## Prompt:
Word for word, and with pictures excluded, copy out all the records that follow.

Collected data:
○ ○ ○ ○ ○ ○ ○

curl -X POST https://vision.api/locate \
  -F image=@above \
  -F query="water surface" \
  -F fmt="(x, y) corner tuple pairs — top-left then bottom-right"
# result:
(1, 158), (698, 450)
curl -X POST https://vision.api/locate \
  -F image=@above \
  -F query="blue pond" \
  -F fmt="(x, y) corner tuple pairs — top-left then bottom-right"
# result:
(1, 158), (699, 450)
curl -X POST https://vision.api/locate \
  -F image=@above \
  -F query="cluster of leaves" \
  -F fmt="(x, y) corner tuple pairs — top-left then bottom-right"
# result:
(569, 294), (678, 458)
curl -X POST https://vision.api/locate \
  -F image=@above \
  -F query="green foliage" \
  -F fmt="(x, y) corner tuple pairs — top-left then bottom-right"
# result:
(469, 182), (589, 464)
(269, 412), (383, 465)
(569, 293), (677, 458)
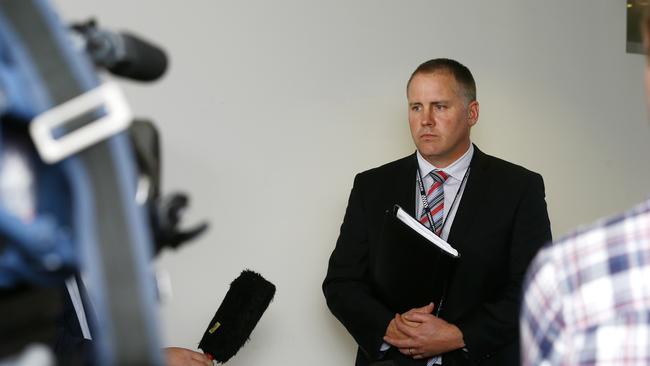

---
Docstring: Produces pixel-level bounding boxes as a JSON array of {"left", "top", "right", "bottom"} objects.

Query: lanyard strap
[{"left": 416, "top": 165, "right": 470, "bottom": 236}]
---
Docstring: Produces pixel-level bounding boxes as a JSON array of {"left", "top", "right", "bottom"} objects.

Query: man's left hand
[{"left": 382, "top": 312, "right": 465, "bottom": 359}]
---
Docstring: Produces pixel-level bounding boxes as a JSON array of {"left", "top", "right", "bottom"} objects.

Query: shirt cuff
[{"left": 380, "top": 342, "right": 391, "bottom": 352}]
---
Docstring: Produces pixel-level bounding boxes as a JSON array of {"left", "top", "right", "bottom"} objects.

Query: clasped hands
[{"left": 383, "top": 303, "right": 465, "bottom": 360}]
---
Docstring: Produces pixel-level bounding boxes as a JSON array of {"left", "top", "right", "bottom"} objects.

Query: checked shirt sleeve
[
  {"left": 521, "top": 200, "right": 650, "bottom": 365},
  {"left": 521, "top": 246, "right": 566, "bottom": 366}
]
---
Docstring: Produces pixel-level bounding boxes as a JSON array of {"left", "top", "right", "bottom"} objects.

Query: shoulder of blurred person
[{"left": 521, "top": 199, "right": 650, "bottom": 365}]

○ ○ ○ ○ ○ ○ ○

## Completed task:
curl -X POST https://vision.api/locate \
  -F image=@above \
  -F query="water surface" \
  -F fmt="(x, y) corner tuple pairs — top-left then bottom-right"
# result:
(1, 158), (698, 450)
curl -X POST https://vision.api/locate \
  -F image=@above \
  -F query="blue pond" \
  -F fmt="(x, y) corner tuple pairs — top-left then bottom-right"
# result:
(1, 158), (699, 450)
curl -X POST https://vision.api/locate \
  -F image=@above \
  -F query="cluster of leaves" \
  -F fmt="(x, y) corner tuple pairs — top-left then bottom-right"
# result:
(569, 294), (678, 458)
curl -X POST https://vision.api/locate \
  -F image=@above \
  -F query="green foliage" \
  -F fmt="(x, y) corner tuple pairs — top-left then bottom-right"
# result:
(469, 182), (589, 464)
(269, 412), (383, 465)
(569, 293), (677, 458)

---
Docstring: Produces pixel-level bounding boxes as a JSON array of {"left", "top", "right", "bottom"} objects.

Query: lanyard strap
[{"left": 416, "top": 165, "right": 470, "bottom": 236}]
---
Docstring: Produces pixel-level bounding boxes as a JSON array of {"left", "top", "right", "bottom"} objects.

Query: man's left hand
[{"left": 382, "top": 312, "right": 465, "bottom": 359}]
---
Docstring: Produces pixel-level bounding boxes as a JSON array of {"left", "top", "right", "bottom"} objects.

Query: shirt cuff
[{"left": 380, "top": 342, "right": 391, "bottom": 352}]
---
Docstring: Produces pixel-level bounding boxes as a JSON array of {"left", "top", "right", "bottom"} objects.

Query: clasped hands
[{"left": 383, "top": 303, "right": 465, "bottom": 360}]
---
Docstring: Produces pixel-level bounding boxes as a JSON array of {"left", "top", "right", "bottom"} objects.

Query: checked shirt sleeve
[
  {"left": 521, "top": 200, "right": 650, "bottom": 365},
  {"left": 521, "top": 246, "right": 566, "bottom": 366}
]
---
Docstring: Produces pixel-level bounding boxes as a JSON array of {"left", "top", "right", "bottom"} objects.

Query: shoulder of blurred person
[{"left": 521, "top": 199, "right": 650, "bottom": 365}]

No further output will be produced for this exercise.